* EXERCISE TASK:
Which lines in the items below contain the word "plant"? Locate each one and copy it in full.

-- INFORMATION PROVIDED start --

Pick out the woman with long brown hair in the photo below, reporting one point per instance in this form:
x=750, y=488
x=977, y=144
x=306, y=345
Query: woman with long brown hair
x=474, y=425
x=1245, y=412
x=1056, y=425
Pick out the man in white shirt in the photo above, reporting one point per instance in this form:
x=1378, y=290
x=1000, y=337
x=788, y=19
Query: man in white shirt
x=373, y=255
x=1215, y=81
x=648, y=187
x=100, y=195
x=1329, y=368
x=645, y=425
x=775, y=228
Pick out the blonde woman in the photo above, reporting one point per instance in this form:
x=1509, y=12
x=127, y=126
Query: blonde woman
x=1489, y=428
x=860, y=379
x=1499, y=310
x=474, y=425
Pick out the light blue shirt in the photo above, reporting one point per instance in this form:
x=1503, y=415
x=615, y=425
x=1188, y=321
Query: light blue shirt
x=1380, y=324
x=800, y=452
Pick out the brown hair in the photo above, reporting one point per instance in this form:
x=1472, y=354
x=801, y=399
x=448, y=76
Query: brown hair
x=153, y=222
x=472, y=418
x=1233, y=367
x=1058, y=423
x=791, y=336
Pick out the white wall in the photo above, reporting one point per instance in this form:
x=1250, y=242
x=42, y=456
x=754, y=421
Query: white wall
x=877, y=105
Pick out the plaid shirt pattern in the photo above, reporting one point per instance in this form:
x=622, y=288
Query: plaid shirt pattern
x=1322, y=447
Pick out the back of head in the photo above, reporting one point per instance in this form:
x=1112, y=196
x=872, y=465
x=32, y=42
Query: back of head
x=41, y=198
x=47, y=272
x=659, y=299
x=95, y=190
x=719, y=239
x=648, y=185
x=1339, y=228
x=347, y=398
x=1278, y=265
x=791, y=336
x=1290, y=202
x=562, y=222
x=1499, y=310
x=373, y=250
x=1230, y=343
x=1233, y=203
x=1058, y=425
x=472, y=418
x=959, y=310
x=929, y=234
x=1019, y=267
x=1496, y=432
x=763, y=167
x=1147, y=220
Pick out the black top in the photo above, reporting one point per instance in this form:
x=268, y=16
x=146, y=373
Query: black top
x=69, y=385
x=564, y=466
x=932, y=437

-- INFORMATION PROVIDED end --
-- INFORMATION PROVIDED start --

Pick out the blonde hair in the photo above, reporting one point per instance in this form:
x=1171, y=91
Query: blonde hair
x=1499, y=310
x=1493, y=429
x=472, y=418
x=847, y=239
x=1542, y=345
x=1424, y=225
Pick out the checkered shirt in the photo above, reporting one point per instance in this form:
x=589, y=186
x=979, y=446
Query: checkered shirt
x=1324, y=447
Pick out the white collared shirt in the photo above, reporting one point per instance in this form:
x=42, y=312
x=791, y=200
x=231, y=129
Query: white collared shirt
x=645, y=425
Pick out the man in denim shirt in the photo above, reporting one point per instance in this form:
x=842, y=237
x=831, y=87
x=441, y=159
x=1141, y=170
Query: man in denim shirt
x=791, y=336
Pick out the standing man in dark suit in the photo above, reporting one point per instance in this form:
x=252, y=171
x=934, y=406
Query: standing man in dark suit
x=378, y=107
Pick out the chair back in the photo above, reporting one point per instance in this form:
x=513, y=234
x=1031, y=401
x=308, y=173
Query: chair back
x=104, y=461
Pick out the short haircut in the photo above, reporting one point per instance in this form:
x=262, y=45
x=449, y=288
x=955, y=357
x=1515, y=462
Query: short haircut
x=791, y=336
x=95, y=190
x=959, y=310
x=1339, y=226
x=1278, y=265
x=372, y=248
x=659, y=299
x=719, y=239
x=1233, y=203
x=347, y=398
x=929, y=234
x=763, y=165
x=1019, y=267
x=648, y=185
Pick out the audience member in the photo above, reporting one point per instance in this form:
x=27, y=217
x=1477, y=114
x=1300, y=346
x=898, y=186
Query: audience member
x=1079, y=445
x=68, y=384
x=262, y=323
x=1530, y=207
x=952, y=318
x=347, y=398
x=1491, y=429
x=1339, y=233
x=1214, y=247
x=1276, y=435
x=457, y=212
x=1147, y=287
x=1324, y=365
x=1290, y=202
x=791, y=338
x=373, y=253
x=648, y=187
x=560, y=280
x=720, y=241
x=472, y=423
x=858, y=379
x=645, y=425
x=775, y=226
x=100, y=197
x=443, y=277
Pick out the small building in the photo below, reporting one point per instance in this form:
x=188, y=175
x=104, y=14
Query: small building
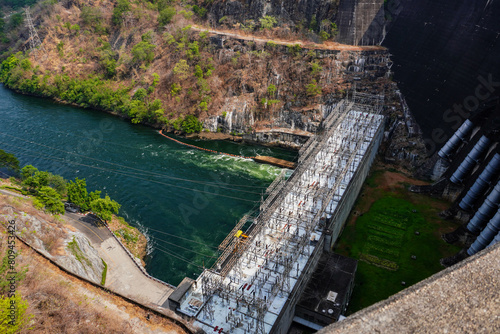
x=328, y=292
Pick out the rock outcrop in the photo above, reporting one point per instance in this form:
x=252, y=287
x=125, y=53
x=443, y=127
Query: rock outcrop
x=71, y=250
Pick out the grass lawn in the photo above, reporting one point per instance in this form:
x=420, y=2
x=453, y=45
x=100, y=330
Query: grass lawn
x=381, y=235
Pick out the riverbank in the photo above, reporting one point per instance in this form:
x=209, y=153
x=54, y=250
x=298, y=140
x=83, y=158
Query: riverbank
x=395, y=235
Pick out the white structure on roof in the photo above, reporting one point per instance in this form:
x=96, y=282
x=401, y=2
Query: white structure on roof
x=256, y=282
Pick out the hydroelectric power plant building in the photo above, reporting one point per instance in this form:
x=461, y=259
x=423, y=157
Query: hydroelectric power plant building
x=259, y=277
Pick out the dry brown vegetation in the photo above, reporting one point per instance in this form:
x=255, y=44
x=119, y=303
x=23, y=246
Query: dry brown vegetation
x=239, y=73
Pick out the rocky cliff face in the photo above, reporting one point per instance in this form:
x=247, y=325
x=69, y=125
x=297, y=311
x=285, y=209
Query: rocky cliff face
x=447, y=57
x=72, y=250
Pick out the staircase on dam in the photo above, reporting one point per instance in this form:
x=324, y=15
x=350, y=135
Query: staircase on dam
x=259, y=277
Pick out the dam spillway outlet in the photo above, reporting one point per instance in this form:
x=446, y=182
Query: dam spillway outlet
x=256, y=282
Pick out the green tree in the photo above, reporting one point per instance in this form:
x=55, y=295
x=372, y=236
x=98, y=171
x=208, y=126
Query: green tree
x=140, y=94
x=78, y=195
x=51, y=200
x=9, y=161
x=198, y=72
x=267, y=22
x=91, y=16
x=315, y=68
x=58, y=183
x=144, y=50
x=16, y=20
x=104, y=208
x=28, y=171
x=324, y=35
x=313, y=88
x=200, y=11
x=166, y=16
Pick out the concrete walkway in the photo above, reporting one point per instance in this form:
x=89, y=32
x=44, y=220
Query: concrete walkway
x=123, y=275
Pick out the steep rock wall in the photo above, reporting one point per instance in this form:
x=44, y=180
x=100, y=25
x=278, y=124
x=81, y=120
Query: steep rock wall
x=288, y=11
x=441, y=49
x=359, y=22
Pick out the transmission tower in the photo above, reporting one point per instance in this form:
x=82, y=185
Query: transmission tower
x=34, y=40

-- INFORMATION PROVIDED end --
-- INFORMATION PROVIDED start --

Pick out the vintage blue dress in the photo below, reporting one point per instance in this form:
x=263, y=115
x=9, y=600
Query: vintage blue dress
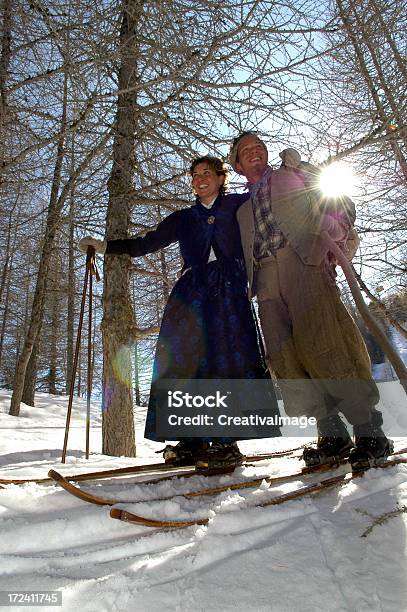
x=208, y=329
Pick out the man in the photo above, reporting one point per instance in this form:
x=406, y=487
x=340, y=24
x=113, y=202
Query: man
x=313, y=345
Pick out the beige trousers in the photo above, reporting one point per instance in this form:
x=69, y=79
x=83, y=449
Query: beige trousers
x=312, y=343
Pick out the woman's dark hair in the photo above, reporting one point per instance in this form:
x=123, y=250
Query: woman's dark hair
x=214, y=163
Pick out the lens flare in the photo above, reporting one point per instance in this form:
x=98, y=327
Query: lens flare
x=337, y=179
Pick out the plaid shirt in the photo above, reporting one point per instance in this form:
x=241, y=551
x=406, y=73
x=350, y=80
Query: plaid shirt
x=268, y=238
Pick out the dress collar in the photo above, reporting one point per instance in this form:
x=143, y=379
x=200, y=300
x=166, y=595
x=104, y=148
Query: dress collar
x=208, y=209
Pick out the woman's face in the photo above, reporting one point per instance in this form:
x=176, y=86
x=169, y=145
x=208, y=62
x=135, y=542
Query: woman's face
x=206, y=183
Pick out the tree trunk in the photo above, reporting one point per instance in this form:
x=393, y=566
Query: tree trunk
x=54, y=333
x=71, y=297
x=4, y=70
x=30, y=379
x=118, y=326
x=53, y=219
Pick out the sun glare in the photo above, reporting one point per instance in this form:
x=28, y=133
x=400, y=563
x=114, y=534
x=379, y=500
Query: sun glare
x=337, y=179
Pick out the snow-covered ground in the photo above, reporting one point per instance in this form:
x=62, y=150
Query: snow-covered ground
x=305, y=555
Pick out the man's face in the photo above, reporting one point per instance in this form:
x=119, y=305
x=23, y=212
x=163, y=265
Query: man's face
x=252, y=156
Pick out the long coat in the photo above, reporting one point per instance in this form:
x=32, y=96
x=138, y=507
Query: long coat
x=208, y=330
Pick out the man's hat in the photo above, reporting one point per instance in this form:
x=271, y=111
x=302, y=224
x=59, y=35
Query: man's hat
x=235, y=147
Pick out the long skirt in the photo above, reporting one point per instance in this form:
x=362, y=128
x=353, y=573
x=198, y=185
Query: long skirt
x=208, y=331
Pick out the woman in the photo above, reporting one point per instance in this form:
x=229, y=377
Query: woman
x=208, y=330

-- INFORMATION PROVIDED end --

* WRITTEN RESPONSE:
Pick out the hydroelectric power plant building in the photo above, reporting one point per instance in this form:
Query: hydroelectric power plant building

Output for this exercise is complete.